[[ Listed entries open ]]
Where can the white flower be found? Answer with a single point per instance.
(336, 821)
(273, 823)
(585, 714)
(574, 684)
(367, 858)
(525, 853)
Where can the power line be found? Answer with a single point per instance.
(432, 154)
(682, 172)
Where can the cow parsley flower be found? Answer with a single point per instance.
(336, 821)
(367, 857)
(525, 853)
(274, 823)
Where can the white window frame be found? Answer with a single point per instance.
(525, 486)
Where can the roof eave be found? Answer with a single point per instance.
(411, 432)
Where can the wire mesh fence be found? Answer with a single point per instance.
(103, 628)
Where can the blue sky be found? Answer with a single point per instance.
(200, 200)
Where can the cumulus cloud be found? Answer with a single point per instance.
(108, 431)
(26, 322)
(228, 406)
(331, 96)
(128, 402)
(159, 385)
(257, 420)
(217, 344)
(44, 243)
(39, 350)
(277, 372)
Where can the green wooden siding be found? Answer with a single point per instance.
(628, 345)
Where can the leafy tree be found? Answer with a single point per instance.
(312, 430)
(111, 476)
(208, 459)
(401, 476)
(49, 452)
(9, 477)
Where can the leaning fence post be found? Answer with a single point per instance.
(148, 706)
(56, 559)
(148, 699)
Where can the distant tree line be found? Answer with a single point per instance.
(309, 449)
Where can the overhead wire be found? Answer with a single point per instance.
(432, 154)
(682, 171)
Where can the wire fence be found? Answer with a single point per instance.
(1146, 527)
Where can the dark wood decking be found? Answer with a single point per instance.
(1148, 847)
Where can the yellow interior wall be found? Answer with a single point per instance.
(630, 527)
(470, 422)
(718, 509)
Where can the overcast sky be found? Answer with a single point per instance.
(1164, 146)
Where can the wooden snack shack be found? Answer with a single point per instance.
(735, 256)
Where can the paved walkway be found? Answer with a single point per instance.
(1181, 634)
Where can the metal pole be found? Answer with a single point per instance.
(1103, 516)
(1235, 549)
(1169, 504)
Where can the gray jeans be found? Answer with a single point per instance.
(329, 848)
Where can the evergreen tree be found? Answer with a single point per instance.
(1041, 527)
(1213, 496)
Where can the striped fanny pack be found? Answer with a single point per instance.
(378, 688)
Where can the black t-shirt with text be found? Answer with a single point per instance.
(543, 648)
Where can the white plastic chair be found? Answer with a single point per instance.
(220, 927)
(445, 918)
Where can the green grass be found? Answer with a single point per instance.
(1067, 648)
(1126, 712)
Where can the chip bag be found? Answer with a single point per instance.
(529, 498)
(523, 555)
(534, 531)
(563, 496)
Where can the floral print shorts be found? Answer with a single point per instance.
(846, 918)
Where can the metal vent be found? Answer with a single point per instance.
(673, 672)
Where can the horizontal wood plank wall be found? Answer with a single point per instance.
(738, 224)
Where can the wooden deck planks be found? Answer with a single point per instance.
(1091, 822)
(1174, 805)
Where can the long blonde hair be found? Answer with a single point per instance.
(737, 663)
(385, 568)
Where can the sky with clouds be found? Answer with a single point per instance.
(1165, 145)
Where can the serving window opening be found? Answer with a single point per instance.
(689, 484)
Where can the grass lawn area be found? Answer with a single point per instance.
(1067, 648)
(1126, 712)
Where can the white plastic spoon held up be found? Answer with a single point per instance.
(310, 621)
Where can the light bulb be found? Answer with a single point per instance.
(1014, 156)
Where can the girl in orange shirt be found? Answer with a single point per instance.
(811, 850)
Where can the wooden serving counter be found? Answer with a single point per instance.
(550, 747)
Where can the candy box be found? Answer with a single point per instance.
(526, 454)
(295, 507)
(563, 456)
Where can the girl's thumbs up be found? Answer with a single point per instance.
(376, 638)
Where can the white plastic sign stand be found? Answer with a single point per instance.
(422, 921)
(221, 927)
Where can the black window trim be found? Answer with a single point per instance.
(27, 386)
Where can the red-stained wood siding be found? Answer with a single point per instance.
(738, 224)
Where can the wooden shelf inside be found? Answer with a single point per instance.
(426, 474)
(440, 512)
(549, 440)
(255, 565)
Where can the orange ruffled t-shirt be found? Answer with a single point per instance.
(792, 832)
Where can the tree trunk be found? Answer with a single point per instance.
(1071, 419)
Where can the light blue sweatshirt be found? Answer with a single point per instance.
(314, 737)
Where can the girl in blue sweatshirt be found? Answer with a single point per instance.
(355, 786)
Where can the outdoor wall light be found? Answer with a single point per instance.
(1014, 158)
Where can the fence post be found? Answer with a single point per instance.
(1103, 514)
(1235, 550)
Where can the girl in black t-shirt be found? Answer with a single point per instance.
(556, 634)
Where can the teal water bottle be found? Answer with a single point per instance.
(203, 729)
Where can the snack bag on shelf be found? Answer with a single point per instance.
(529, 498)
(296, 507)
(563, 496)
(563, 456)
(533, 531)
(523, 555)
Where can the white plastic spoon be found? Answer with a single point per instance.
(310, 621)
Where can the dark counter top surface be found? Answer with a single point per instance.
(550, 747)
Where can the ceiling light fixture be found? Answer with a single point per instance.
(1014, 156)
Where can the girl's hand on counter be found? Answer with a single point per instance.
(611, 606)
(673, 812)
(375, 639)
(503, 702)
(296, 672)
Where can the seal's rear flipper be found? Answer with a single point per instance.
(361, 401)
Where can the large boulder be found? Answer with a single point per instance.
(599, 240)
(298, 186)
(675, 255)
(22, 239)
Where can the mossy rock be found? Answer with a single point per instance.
[[ Listed entries closed ]]
● **What you have to do**
Set down each entry above again exactly as it reads.

● **Result**
Where can the white flower be found? Answer with a single point per instance.
(336, 821)
(273, 823)
(585, 714)
(574, 684)
(367, 858)
(525, 853)
Where can the power line be found? Answer with a single point per instance.
(432, 154)
(682, 172)
Where can the cow parsley flower be found? Answer with a single point per instance.
(336, 821)
(367, 857)
(525, 853)
(274, 823)
Where can the white window frame be found? Answer with a single point per instance.
(525, 486)
Where can the roof eave be found? Answer with a single point per instance.
(411, 432)
Where can the wire mesh fence be found? Answer with a single point per instance.
(103, 628)
Where can the blue sky be found? Answer with a single point per instance.
(200, 200)
Where can the cumulus cloud be found? Answer with a single point per instance.
(108, 431)
(26, 322)
(228, 406)
(331, 96)
(128, 402)
(159, 385)
(257, 420)
(217, 344)
(44, 243)
(39, 350)
(277, 372)
Where can the green wooden siding be found? Answer with a single point per instance.
(628, 345)
Where can the leafy tree be found? Answer with a single point per instance.
(312, 430)
(111, 476)
(208, 459)
(401, 476)
(49, 452)
(9, 477)
Where can the leaning fence post be found? Answer with a single point per instance.
(148, 706)
(56, 559)
(148, 699)
Where can the distant tree line be found? Answer with a single point per instance.
(309, 449)
Where can the overhead wire be found? Answer with a single point per instance.
(432, 154)
(682, 171)
Where can the wire fence be found? Answer with a single point per instance.
(1146, 527)
Where can the dark wood decking be found? Answer with a single point per instance.
(1148, 847)
Where can the yellow interior wall be found? Answer with a single point per instance.
(630, 527)
(470, 422)
(718, 509)
Where can the overcast sky be found? Answer with a single point per instance.
(1164, 146)
Where can the wooden snack shack be found? Answer with a single point per instance.
(735, 256)
Where can the paved walkway be found? Answer with a single point per instance.
(1181, 634)
Where can the metal pole be found? Answer with a single point per instance.
(1103, 516)
(1235, 549)
(1169, 504)
Where can the gray jeans be found? Answer with a single point per instance.
(329, 848)
Where can the evergreen tree be found? Answer with a single point per instance.
(1041, 527)
(1213, 496)
Where can the striped fanny pack be found? Answer with a single point per instance.
(378, 688)
Where can the black t-shirt with text be found? Answer with a single point per instance.
(543, 648)
Where can the white plastic chair be found? Answer with a single point per instance.
(220, 927)
(445, 918)
Where can the green grass be found? Answer with a single point per instance.
(1067, 648)
(1126, 712)
Where can the chip bag be found? Answer with a single point per instance.
(529, 498)
(523, 555)
(534, 531)
(563, 496)
Where can the floral print shorts be found? Answer with a single point per instance.
(846, 918)
Where can the metal vent be found? Answer with a single point per instance.
(673, 672)
Where can the horizontal wood plank wall be found? Answer with a single point per instance.
(738, 224)
Where can the wooden deck planks be found? Answer with a single point per instance.
(1091, 822)
(1174, 805)
Where can the long blonde hair be found? Answer with a single point per instance.
(737, 663)
(385, 568)
Where can the sky with clouds be found? Answer with a single point per instance.
(1165, 145)
Where can the serving window opening be found? Answer with a single point per instance.
(689, 484)
Where can the grass lawn area be found? Answer with a single point per instance.
(1067, 648)
(1126, 712)
Where can the white plastic spoon held up be found? Answer with a single point per instance.
(310, 621)
Where can the light bulb be found? Answer with a single point per instance.
(1014, 156)
Where can the girl in orange shirt be found? Answer with a single point per instance.
(811, 850)
Where can the wooden serving counter be found? Answer with a single point per instance.
(550, 747)
Where can the candy box be found? Answer with a single point per instance.
(526, 454)
(295, 507)
(563, 456)
Where can the girl's thumbs up be found? Answer with a single point per instance.
(376, 638)
Where can the white plastic sign stand be found? Answer with a single point per instance.
(422, 921)
(221, 927)
Where can the black window trim be found? Answer with a single point per instance.
(27, 386)
Where can the red-stained wood siding be found? Answer with a single point per instance.
(738, 224)
Where can the wooden shelf inside be found? Answer with a single point per instance.
(426, 474)
(440, 512)
(549, 440)
(255, 565)
Where can the orange ruffled t-shirt be found? Answer with a single point per instance.
(792, 832)
Where can the tree trunk be found? Answer with a single point per instance.
(1071, 419)
Where can the light blue sweatshirt be found? Answer with a single point per instance.
(314, 737)
Where can the girl in blue sweatshirt be found? Answer with a single point per instance.
(355, 786)
Where can the outdoor wall light be found? Answer with a single point per instance.
(1014, 158)
Where can the fence post be found? Answer with a single point per instance.
(1103, 514)
(1235, 550)
Where can the girl in black t-shirt be found? Answer with a single point per instance.
(556, 634)
Where can the teal water bottle be found? Answer with a single point per instance.
(203, 729)
Where can the snack bag on shelf be found? Answer with a single point per instance.
(529, 498)
(296, 507)
(563, 496)
(563, 456)
(533, 531)
(523, 555)
Where can the white plastic spoon be found? Answer with a single point per instance.
(310, 621)
Where can the dark counter top surface be found? Answer with a single point per instance.
(550, 747)
Where can the ceiling light fixture be found? Answer with a single point per instance.
(1014, 156)
Where can the girl's hand on counter be found? Answer with a single point per instance.
(611, 606)
(673, 812)
(375, 639)
(503, 702)
(296, 672)
Where can the seal's rear flipper be found? Answer with a single point per instance.
(361, 401)
Where can the large boulder be found? Answer with a single point per instance.
(599, 240)
(298, 186)
(675, 255)
(22, 239)
Where can the mossy rock be found? Answer with a single point per instance.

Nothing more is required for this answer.